List of tasks
A. Condense the paragraph of the site review post that begins "Because search engines view duplicate content" into a short bulleted list that keeps its main facts.
B. According to the site review post, what do search engines view duplicate content as?
C. Carry on writing the site review post, beginning directly after its final paragraph.

Excerpted passage
This is the last of five posts on the topic of conducting your own site reviews. In the previous posts, we discussed why you’d want to perform a site review (Part 1), then took an initial look at page-level issues (Part 2), followed by a discussion of site-wide issues (Part 3 and Part 4), that can affect site performance for users and search engine ranking. In this last post, we’ll look at additional, architectural issues that should also be examined in a site review.
Duplicate content conundrums
Aside from duplicate indexed content arising from the lack of canonicalization as discussed in Part 4, sites that use the secure protocol HTTPS can also experience duplicate content in the index (both HTTP and HTTPS versions of the same page) if the HTTPS content is not specifically organized on the site to be separated from the main HTTP content.
Because search engines view duplicate content as a waste of the valuable space in their indexes, they make a concerted effort to purge duplicate content when it’s identified. The challenge is that the index may not retain the specific version of your content you wish they would (that’s why canonicalization can be so helpful). Designing your site to put HTTPS content in a specific directory location (rather than starting at the root with the non-secure content) and then employing techniques that prevent the search bot from indexing the content from that directory (we’ll discuss using a robots.txt file in a moment) can help with this strategy.
Site review task: Review what content is in the search indexes and implement strategies to eliminate any redundant content found. If your site uses HTTPS content, isolate it into its own location on your web server so that it can be blocked from crawler access.
Block indexing with robots.txt
Not every webmaster uses a robots.txt file to instruct search bots as to which files and directories aren’t allowed to be crawled. But if you do, it’s critical that it’s properly formatted and configured. Stories abound about disgruntled former consultants or inept webmasters configuring a site’s robots.txt file to block all search bot crawling activity on a site, effectively killing all references to it in the search engine index.

Entries supplied

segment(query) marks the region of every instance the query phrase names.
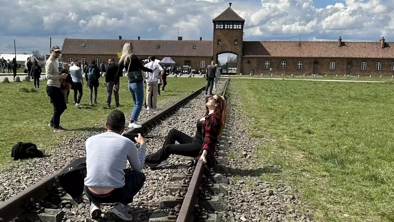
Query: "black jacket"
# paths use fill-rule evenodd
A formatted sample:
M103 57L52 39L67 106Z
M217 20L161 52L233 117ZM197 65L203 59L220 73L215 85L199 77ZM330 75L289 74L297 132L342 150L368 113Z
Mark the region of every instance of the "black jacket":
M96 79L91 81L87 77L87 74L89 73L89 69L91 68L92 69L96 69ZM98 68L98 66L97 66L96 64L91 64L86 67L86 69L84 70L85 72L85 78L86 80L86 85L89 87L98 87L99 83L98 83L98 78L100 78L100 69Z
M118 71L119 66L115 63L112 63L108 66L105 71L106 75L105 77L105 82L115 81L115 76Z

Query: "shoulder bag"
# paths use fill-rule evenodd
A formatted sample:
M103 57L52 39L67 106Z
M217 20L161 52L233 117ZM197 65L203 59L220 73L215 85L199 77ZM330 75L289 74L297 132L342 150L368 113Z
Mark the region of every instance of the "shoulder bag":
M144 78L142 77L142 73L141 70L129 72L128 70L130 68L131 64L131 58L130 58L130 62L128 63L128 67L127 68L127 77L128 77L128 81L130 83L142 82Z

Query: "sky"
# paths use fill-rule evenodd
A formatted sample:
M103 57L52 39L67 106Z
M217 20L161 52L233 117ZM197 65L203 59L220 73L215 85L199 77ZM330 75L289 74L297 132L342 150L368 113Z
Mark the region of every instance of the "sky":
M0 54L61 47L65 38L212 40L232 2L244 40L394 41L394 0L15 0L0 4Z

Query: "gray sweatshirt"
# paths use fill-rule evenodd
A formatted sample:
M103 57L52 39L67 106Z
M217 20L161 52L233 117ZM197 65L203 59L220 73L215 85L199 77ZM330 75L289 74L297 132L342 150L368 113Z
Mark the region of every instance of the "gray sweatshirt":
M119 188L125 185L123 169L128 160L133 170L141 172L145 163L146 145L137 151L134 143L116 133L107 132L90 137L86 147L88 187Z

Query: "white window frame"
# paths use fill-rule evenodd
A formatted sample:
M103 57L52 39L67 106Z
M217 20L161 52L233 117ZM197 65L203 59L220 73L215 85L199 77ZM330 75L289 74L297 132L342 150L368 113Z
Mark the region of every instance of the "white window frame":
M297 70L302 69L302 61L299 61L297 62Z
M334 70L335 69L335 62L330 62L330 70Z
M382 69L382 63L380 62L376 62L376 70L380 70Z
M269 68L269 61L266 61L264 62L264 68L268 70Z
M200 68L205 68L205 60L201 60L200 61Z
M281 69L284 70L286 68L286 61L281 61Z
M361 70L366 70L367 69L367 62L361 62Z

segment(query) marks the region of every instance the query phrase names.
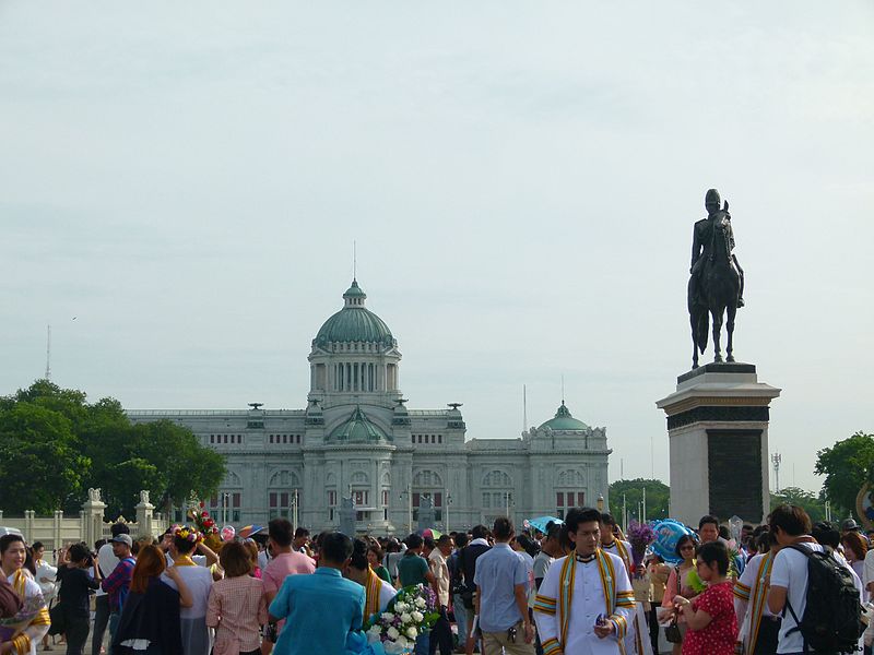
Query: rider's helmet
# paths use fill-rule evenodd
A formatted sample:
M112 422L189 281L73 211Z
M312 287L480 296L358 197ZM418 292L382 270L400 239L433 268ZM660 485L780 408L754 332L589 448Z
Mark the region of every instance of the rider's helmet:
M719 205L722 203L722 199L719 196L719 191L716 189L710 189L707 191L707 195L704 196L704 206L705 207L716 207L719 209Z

Answers provided
A.
- Search engines treat duplicate content as wasted index space and work to remove it once they identify it.
- The index may not keep the version of the content that the site owner prefers, which is why canonicalization helps.
- Placing HTTPS content in a dedicated directory, rather than starting it at the root with the non-secure content, helps address this.
- Techniques such as a robots.txt file can then stop the search bot from indexing that directory.

B. A waste of the valuable space in their indexes.

C.
The robots.txt file uses text-based directives written in Robots Exclusion Protocol (REP) to block bot access to specified files, directories, or the entire site. You can specify crawl blocks on one, some, all, or none of the various search engine bots on the Web. You can even configure the crawl rate for bots (if the default bot crawl rate is too aggressive for your servers). Blocking bot access to directories or pages that contain private data, such as scripts, user-specific info, test data, or as-yet-unreleased pages is easily managed with a robots.txt file. Note, however, that the use of robots.txt is not a security measure. The robots.txt file itself is always publicly accessible in the root directory of a website, so anything listed in there to be blocked from indexing is still easily seen by interested parties.
Also note that REP directives can be made in the <meta> tags at the top of the code in any webpage and in the web server’s HTTP Header. Check for unexpected exclusion directives in those locations as well if your webpage content is not being crawled as expected.
When creating or editing your robots.txt file in a text editor, be sure to note the following common behavior for bots that have customized directives created just for them. In addition to the generic section of directives applicable to all bots, if you add a custom section for a specific search bot, that bot will likely ignore the directives found in the generic section. As such, be sure to duplicate all of the generic directives you want that bot to follow in addition to the custom directives.
Once you’ve created your site’s custom robots.txt file, validate it. You can use the Bing Robots.txt Validation Tool for this. Once the file has passed validation, upload it to the root directory of your website. Search bots always look for a file named robots.txt in the root directory before they crawl a site. If it’s there, REP-compliant bots will automatically read it and obey any applicable directives it contains.
To learn more on the proper format and syntax of the content allowed in a robots.txt file, see the blog post Prevent a bot from getting “lost in space” (SEM 101). To see if any of your site’s pages are unintentionally blocked by your robots.txt file, check out the crawler details information in the Bing Webmaster Tools.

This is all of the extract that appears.